Aim of the task: Check every line of the data and copy the ones where "building" appears.

================================

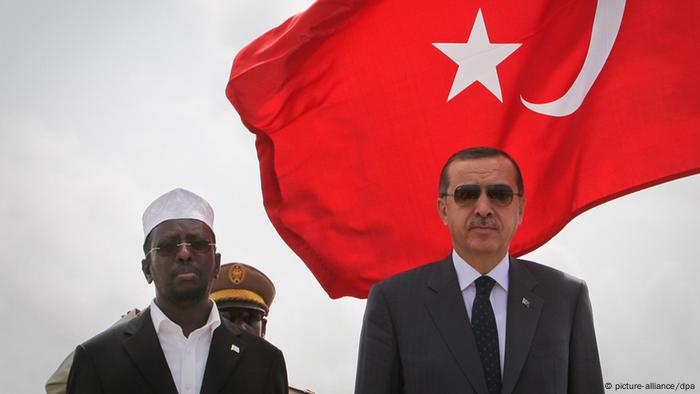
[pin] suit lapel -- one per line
(143, 347)
(227, 347)
(446, 307)
(524, 308)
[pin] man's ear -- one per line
(521, 209)
(146, 268)
(442, 210)
(217, 259)
(264, 327)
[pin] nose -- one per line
(183, 252)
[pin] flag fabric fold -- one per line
(356, 105)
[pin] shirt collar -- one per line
(466, 274)
(160, 319)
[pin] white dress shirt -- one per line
(466, 275)
(186, 356)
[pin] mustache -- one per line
(186, 269)
(483, 222)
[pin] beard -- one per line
(195, 293)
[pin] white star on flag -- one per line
(477, 59)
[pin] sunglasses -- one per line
(467, 195)
(171, 248)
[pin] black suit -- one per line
(128, 359)
(416, 336)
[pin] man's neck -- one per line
(189, 315)
(482, 263)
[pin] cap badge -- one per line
(236, 274)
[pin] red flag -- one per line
(357, 104)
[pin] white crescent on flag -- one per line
(606, 24)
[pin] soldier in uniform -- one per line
(243, 295)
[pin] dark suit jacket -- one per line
(128, 359)
(416, 336)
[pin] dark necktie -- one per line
(486, 334)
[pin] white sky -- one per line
(106, 105)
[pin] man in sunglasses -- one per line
(243, 295)
(479, 321)
(179, 344)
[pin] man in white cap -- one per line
(179, 344)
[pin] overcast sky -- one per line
(106, 105)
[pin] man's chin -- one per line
(188, 294)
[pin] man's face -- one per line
(481, 229)
(181, 273)
(247, 319)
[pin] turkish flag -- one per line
(356, 106)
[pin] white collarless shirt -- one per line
(466, 275)
(186, 356)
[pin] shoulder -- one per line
(254, 343)
(115, 335)
(412, 281)
(550, 280)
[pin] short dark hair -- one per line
(479, 152)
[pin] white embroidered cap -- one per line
(177, 204)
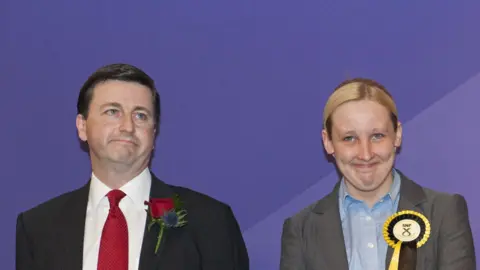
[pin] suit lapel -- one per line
(326, 230)
(411, 198)
(148, 258)
(71, 229)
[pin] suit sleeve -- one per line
(24, 256)
(291, 249)
(225, 248)
(456, 248)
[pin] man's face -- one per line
(363, 142)
(120, 127)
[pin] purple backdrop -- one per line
(243, 85)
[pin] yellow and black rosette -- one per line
(405, 230)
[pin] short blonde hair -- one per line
(358, 89)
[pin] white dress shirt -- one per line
(132, 205)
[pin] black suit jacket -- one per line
(50, 236)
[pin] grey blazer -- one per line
(313, 238)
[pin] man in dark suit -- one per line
(106, 223)
(354, 227)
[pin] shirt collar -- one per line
(137, 190)
(346, 199)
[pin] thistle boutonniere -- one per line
(166, 213)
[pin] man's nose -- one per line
(127, 124)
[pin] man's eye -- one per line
(111, 111)
(141, 116)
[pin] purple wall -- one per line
(243, 85)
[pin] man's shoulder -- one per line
(319, 206)
(431, 195)
(50, 207)
(198, 200)
(439, 198)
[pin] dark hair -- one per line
(120, 72)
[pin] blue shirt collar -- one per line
(345, 199)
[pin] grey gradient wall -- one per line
(243, 84)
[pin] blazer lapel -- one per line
(326, 232)
(71, 229)
(148, 258)
(411, 198)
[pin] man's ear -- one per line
(81, 123)
(398, 135)
(327, 142)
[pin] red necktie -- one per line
(113, 254)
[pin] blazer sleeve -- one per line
(223, 244)
(291, 247)
(23, 248)
(456, 247)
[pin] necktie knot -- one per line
(115, 196)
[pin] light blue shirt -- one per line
(362, 227)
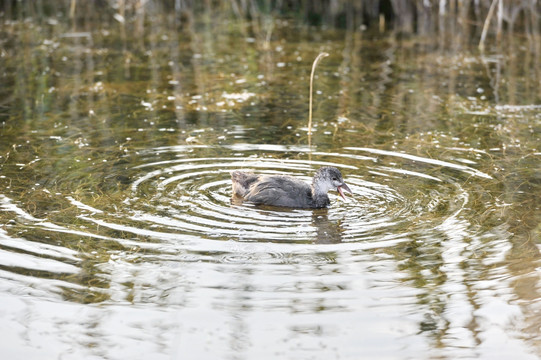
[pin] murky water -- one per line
(119, 238)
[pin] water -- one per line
(119, 238)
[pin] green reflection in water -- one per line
(117, 138)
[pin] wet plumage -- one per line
(286, 191)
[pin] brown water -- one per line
(118, 237)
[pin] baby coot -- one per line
(282, 190)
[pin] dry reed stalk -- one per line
(318, 58)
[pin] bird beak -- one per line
(341, 189)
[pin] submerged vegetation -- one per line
(121, 120)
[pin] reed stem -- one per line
(318, 58)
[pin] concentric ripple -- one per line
(184, 193)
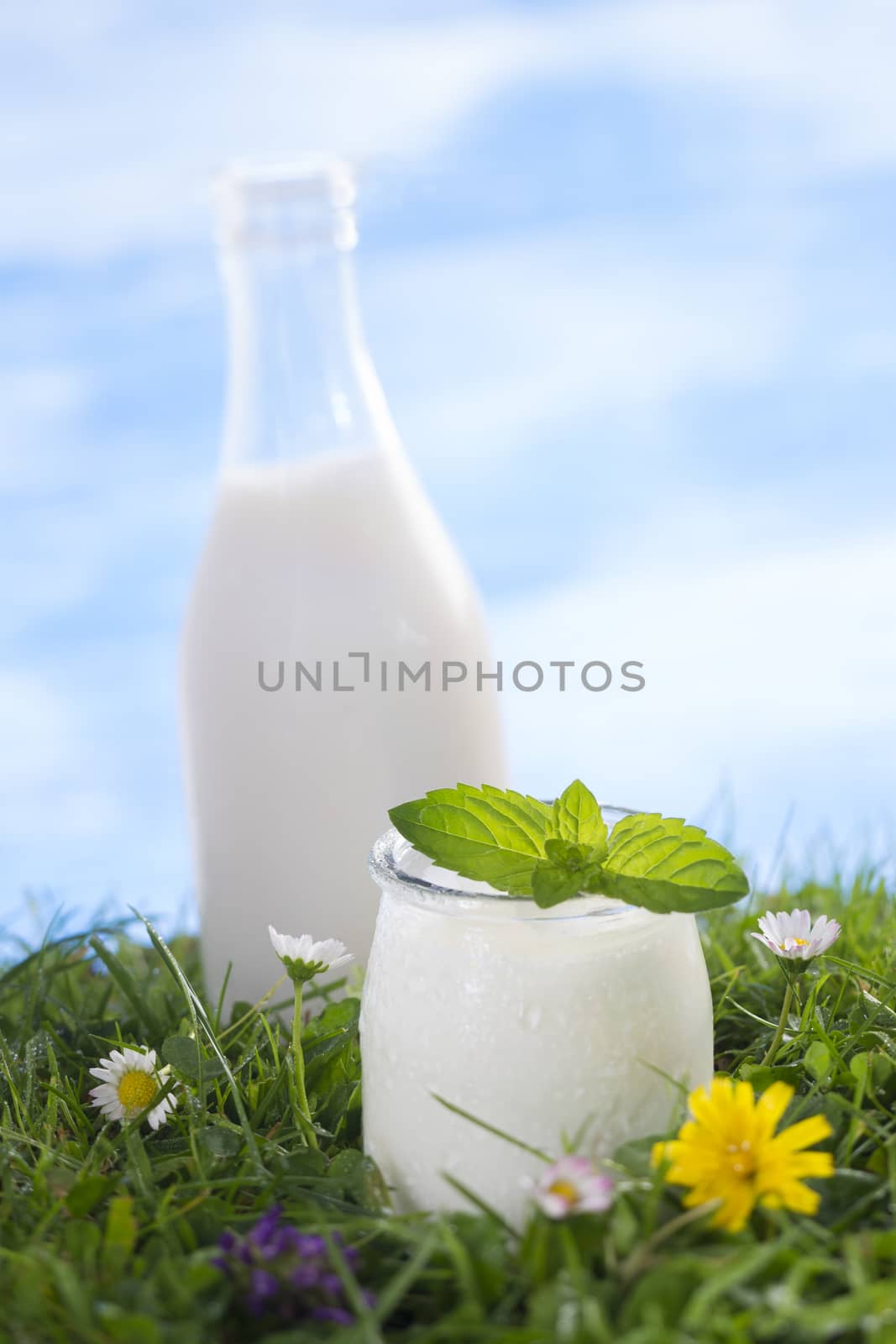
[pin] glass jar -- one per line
(564, 1025)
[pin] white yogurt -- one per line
(542, 1023)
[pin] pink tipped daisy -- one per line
(795, 937)
(574, 1186)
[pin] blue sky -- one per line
(629, 280)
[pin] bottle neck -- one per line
(300, 382)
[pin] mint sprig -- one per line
(553, 853)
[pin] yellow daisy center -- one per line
(564, 1189)
(741, 1159)
(136, 1090)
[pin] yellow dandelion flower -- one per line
(730, 1152)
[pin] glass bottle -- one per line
(325, 589)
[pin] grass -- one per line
(107, 1233)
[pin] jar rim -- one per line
(387, 870)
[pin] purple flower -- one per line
(275, 1269)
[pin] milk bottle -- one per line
(325, 569)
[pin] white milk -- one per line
(542, 1023)
(322, 544)
(312, 561)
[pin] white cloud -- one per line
(537, 331)
(134, 111)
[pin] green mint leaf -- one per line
(488, 835)
(577, 816)
(664, 864)
(564, 871)
(551, 884)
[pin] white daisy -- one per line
(129, 1081)
(574, 1186)
(795, 937)
(305, 958)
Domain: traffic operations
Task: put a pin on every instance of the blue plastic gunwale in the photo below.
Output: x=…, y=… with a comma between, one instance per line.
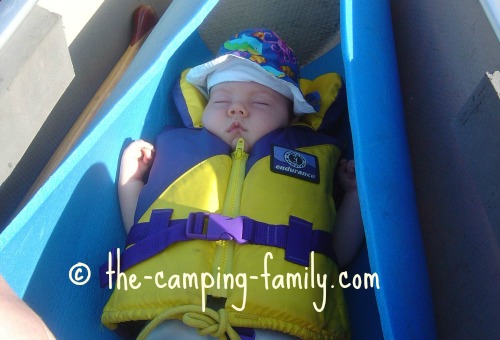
x=383, y=170
x=23, y=241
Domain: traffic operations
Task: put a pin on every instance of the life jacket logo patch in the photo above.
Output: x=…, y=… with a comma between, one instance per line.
x=295, y=163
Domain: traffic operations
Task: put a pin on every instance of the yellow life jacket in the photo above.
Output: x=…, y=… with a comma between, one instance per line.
x=253, y=233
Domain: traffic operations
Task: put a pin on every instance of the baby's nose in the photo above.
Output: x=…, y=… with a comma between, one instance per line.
x=237, y=109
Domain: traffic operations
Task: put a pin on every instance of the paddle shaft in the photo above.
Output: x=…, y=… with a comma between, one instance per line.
x=144, y=19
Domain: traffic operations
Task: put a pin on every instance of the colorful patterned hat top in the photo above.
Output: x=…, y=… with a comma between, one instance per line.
x=258, y=55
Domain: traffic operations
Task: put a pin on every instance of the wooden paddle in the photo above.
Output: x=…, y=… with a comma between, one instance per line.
x=143, y=20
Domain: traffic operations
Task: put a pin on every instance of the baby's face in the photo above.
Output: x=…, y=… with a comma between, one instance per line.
x=245, y=109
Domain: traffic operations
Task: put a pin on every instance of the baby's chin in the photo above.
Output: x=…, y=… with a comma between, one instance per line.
x=247, y=147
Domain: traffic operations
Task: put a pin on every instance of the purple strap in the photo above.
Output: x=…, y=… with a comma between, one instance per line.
x=150, y=238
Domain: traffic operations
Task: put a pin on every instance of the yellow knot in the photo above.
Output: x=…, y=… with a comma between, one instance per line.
x=208, y=322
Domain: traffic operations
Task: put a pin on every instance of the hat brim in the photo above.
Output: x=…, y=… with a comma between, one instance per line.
x=198, y=77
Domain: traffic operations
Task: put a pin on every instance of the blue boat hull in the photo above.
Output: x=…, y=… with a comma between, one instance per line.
x=75, y=216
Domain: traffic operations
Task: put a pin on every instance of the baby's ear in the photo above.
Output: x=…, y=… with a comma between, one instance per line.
x=189, y=101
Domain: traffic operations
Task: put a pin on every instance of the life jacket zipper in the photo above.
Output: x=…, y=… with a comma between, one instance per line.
x=223, y=259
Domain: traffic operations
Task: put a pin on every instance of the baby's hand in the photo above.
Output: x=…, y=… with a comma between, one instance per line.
x=347, y=175
x=136, y=161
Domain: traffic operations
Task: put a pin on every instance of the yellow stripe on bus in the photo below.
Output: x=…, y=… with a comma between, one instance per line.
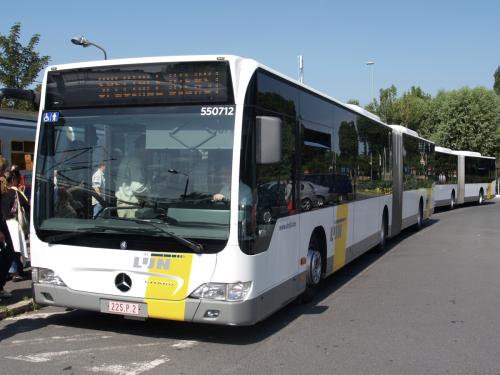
x=166, y=294
x=339, y=256
x=489, y=193
x=429, y=203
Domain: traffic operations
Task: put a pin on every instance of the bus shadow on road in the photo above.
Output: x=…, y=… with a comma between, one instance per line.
x=155, y=328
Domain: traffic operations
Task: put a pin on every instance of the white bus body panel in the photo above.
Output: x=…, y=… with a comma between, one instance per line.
x=442, y=194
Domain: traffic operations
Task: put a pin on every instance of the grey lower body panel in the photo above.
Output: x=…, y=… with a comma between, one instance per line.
x=352, y=252
x=442, y=202
x=227, y=313
x=409, y=221
x=474, y=198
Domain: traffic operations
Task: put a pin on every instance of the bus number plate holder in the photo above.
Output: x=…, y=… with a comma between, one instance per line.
x=124, y=308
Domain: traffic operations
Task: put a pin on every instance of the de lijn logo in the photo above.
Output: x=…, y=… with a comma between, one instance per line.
x=123, y=282
x=158, y=263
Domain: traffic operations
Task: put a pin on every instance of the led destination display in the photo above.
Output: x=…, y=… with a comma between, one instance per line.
x=144, y=84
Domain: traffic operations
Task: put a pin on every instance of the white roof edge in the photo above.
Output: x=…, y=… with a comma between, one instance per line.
x=467, y=153
x=473, y=153
x=444, y=150
x=363, y=111
x=137, y=60
x=404, y=129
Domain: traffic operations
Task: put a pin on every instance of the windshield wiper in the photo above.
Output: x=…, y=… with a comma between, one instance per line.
x=196, y=247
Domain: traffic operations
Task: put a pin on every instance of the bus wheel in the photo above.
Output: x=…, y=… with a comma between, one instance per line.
x=452, y=202
x=314, y=267
x=420, y=219
x=481, y=197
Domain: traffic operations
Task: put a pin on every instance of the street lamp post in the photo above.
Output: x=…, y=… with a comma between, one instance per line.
x=84, y=42
x=370, y=64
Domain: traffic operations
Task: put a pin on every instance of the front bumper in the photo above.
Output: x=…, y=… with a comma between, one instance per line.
x=190, y=310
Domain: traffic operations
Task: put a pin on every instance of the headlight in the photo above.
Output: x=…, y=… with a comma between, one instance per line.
x=46, y=276
x=223, y=292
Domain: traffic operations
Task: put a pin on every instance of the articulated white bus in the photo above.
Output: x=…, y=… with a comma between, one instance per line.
x=226, y=189
x=463, y=176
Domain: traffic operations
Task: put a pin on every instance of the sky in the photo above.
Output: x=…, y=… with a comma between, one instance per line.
x=437, y=45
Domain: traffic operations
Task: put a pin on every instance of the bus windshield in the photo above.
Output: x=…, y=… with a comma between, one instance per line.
x=116, y=171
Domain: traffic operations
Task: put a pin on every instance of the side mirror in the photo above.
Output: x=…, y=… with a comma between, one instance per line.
x=20, y=94
x=268, y=139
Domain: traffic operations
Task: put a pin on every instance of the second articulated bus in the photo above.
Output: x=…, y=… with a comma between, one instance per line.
x=229, y=189
x=463, y=176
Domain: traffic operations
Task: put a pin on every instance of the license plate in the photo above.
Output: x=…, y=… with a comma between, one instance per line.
x=124, y=308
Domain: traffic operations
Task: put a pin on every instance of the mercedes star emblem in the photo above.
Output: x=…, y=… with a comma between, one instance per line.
x=123, y=282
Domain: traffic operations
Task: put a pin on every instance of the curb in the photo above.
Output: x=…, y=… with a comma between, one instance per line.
x=18, y=308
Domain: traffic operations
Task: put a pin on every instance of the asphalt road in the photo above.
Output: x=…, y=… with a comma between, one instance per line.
x=430, y=304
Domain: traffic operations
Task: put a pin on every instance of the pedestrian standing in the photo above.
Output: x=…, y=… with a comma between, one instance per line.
x=15, y=209
x=98, y=184
x=6, y=247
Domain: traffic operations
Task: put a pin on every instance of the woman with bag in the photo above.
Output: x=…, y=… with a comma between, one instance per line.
x=15, y=206
x=6, y=248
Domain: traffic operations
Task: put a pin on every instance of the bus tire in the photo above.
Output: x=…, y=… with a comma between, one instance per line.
x=420, y=218
x=453, y=201
x=314, y=269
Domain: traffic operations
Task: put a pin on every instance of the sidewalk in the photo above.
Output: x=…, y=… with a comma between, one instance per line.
x=21, y=300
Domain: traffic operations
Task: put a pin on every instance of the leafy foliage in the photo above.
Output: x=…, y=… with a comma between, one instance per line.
x=496, y=85
x=464, y=119
x=19, y=65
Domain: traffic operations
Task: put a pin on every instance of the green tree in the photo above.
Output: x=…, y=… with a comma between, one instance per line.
x=413, y=110
x=467, y=119
x=496, y=85
x=19, y=65
x=386, y=107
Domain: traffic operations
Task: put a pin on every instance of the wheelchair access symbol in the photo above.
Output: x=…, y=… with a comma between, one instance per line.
x=51, y=117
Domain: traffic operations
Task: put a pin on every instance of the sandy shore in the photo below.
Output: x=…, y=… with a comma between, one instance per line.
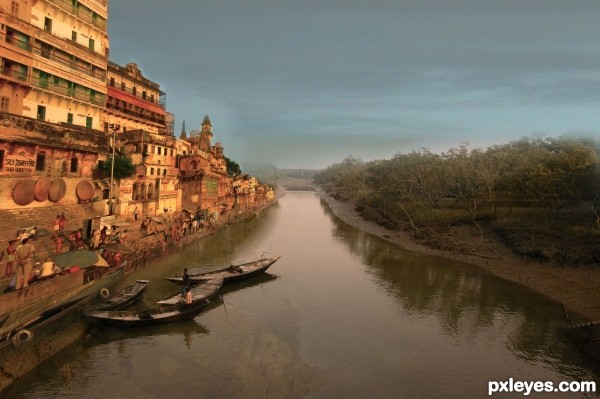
x=578, y=289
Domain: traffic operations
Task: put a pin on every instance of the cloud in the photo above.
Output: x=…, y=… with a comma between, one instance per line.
x=366, y=78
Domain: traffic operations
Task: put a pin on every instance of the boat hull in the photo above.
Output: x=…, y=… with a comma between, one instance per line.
x=26, y=306
x=230, y=274
x=147, y=318
x=125, y=297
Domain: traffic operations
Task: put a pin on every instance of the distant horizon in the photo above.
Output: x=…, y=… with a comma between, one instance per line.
x=301, y=85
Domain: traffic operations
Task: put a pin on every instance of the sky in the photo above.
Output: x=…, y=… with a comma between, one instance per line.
x=306, y=83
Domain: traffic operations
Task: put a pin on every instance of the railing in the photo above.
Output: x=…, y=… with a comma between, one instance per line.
x=13, y=74
x=125, y=71
x=160, y=100
x=82, y=12
x=127, y=112
x=73, y=92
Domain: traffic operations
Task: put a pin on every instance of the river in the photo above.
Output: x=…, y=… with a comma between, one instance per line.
x=342, y=314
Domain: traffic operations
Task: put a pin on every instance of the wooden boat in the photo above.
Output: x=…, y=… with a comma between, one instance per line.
x=125, y=297
x=148, y=317
x=170, y=310
x=27, y=331
x=90, y=275
x=231, y=273
x=204, y=290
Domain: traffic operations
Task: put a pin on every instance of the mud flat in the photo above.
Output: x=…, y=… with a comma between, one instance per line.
x=577, y=288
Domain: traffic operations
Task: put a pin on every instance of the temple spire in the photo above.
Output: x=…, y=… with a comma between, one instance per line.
x=183, y=135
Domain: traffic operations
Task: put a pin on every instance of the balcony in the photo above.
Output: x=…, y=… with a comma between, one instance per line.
x=72, y=91
x=21, y=129
x=15, y=75
x=81, y=12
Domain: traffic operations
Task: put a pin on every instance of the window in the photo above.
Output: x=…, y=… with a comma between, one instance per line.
x=4, y=104
x=45, y=50
x=40, y=162
x=41, y=114
x=74, y=162
x=48, y=24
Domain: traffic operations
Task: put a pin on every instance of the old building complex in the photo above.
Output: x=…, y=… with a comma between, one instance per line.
x=66, y=110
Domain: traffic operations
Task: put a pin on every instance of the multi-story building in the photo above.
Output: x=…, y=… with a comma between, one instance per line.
x=203, y=175
x=136, y=115
x=53, y=61
x=135, y=102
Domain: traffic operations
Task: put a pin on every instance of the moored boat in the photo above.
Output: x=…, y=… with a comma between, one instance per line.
x=83, y=274
x=170, y=310
x=204, y=290
x=230, y=273
x=148, y=317
x=125, y=297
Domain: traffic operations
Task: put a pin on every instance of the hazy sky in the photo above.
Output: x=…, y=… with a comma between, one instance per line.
x=305, y=83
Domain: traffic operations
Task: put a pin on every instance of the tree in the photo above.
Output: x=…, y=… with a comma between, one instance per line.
x=233, y=168
x=124, y=167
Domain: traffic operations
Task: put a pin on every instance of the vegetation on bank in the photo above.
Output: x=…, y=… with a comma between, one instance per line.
x=541, y=196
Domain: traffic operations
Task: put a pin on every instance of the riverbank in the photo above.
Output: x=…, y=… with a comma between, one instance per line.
x=141, y=251
x=577, y=288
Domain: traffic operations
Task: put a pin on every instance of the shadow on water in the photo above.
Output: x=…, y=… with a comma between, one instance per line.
x=467, y=301
x=342, y=314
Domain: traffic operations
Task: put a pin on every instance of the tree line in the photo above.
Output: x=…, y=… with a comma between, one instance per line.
x=544, y=174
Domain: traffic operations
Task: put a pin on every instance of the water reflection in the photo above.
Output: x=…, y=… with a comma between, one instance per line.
x=341, y=315
x=466, y=301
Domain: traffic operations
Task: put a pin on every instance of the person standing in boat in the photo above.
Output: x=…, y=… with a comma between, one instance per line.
x=61, y=223
x=185, y=279
x=10, y=257
x=24, y=258
x=56, y=226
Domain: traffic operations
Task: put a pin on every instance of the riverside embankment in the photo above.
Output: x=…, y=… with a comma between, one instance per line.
x=577, y=288
x=17, y=361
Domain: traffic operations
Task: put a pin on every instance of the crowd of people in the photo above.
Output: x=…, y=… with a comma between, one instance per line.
x=19, y=252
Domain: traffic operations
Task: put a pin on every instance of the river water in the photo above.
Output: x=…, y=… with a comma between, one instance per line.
x=342, y=314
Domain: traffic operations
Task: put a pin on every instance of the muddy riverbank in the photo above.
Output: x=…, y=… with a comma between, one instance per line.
x=577, y=288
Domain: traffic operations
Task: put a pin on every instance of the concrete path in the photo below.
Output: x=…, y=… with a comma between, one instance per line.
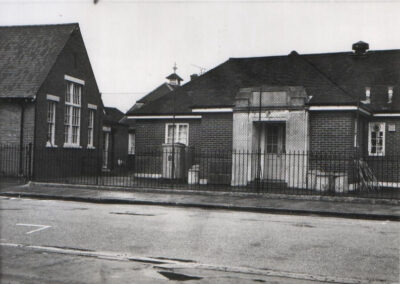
x=334, y=207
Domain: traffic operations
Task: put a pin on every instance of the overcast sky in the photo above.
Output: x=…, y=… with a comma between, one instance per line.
x=133, y=45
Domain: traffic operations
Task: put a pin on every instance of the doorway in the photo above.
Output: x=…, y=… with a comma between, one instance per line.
x=272, y=160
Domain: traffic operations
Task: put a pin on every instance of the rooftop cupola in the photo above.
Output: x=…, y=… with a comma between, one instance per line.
x=173, y=78
x=360, y=48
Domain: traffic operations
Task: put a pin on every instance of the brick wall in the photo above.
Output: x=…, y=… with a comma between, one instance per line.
x=73, y=61
x=209, y=136
x=216, y=132
x=331, y=131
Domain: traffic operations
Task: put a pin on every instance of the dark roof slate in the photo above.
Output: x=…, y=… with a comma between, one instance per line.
x=113, y=114
x=331, y=79
x=174, y=76
x=27, y=54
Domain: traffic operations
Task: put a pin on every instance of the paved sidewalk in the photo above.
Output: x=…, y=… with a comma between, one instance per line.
x=345, y=207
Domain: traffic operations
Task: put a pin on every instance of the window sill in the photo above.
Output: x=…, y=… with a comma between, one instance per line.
x=72, y=146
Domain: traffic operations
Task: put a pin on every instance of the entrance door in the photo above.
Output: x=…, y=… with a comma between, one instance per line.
x=106, y=146
x=273, y=139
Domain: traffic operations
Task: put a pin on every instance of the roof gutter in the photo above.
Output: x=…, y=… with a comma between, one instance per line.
x=164, y=116
x=214, y=110
x=339, y=108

================================

Result of the task:
Task: put a pin on every instance of the old building complex in the photo above.
Task: put a pin on every instance of the multi-story building in the photo above.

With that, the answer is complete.